_Objective_.
According to the biography of Jim Chen, please state which chair he holds at Michigan State University College of Law.

_Source passage_.
========================================

Jim Chen is an American legal scholar known for his expertise in constitutional law.  He holds the Justin Smith Morrill Chair in Law  at Michigan State University College of Law.  From 2007 to 2012, he served as the dean of the University of Louisville Brandeis School of Law.

Education

Chen received his B.A. and M.A. from Emory University in 1987.  Following his studies at the University of Iceland as a Fulbright Scholar, he earned his J.D., magna cum laude, from Harvard Law School, where he was executive editor of the Harvard Law Review.

Chen is fluent in Taiwanese and French, among other languages.

Career 
After law school, Chen clerked for federal judge Michael Luttig on the U.S. Court of Appeals for the Fourth Circuit and for Justice Clarence Thomas of the U.S. Supreme Court.

Chen was a professor of law at the University of Minnesota Law School from 1993 to 2007.  While at Minnesota he taught in the areas of administrative law, agricultural law, constitutional law, economic regulation, environmental law, industrial policy, legislation and statutory interpretation, and natural resources law.  Chen was active in Minnesota's law journals as an editor of the Constitutional Commentary and of the Minnesota Journal of Law, Science & Technology, as well being as an advisor for the Theatre of the Relatively Talentless during its first four years.

In late 2006, Chen was named as the new dean of the Brandeis School of Law.  He served in that position until 2012 when he was appointed as Professor at Michigan State. Along with Frank H. Wu at Wayne State University Law School,  Harold Hongju Koh at Yale Law School, and Wallace Loh at the University of Washington School of Law, Chen is one of four Asian Americans who have held the post of dean at an American law school.

Chen is an elected member of the American Law Institute and has served since 2010 as a public member of the Administrative Conference of the United States.

========================================

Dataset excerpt

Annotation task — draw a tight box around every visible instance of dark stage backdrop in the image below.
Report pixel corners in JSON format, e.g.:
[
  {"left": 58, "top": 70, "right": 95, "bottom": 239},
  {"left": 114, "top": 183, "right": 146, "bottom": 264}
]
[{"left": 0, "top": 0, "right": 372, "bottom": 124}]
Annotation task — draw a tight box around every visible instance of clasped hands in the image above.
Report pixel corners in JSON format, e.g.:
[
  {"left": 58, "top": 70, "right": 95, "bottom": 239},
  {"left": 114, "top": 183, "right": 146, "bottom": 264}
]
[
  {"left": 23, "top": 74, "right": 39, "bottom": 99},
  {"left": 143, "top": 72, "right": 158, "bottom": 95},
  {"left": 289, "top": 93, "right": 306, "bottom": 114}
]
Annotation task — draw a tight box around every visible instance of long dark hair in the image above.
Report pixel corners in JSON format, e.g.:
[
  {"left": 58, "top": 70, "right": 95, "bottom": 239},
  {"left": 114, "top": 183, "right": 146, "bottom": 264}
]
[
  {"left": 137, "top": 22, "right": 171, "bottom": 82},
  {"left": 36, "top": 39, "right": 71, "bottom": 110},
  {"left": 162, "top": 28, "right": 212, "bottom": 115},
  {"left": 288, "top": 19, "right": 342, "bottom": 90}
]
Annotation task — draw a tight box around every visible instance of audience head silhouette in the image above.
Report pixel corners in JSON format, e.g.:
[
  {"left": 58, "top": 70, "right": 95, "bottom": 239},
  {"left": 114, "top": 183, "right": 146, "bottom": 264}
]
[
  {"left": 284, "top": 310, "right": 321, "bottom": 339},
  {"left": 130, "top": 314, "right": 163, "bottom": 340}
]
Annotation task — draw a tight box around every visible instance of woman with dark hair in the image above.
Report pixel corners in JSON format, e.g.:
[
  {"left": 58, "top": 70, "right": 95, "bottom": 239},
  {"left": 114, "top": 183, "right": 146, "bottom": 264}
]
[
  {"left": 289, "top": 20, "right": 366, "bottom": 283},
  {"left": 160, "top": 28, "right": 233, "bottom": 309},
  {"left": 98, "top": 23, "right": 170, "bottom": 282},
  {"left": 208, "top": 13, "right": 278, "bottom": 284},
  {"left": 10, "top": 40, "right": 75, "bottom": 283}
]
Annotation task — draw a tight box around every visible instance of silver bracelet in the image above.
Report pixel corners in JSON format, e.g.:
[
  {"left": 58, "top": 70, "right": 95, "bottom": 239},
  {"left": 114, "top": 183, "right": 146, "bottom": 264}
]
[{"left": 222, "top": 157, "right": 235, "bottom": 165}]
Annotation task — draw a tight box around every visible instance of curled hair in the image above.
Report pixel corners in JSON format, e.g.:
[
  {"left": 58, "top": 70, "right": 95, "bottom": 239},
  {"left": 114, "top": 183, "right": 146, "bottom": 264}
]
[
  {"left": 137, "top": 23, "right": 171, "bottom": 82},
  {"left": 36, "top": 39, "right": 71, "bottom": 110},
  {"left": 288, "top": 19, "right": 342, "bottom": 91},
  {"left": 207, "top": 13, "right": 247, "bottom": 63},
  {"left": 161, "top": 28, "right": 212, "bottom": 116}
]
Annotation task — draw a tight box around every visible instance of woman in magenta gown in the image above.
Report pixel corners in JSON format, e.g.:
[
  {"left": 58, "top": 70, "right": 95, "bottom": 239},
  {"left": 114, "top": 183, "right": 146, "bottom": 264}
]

========================================

_Final result_.
He holds the Justin Smith Morrill Chair in Law.